> _ASSIGNED TASK_: A complete response lists each line of the data below that includes the word "coords".

> _SOURCE INFORMATION_:
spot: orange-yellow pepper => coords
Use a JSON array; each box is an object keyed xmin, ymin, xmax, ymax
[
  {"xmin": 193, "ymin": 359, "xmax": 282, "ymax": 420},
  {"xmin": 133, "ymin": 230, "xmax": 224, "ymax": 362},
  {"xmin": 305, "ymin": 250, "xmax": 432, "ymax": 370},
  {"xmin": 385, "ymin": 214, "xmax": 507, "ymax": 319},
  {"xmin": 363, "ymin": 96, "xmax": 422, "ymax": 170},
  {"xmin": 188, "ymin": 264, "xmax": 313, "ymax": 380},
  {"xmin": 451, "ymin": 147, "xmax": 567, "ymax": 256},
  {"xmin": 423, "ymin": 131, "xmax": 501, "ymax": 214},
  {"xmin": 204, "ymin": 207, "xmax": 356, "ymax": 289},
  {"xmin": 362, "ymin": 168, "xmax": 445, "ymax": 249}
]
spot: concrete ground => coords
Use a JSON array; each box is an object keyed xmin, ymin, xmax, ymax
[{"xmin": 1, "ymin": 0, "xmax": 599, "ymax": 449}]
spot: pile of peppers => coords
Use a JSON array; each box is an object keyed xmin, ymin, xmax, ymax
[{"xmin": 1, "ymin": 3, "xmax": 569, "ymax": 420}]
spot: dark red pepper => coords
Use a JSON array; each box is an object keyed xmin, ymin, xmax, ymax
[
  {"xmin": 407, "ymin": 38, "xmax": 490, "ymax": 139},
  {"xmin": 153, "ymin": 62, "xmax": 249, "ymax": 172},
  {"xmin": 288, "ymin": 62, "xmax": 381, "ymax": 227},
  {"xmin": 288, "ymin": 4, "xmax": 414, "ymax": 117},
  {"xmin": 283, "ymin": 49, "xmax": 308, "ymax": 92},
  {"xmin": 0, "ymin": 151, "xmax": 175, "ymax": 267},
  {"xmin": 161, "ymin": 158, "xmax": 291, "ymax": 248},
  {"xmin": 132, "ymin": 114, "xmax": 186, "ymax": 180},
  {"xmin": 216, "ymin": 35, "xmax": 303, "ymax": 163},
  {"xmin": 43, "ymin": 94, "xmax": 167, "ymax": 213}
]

> _RESULT BELOW_:
spot: orange-yellow pepper => coords
spot: concrete ground => coords
spot: pile of peppers => coords
spot: dark red pepper => coords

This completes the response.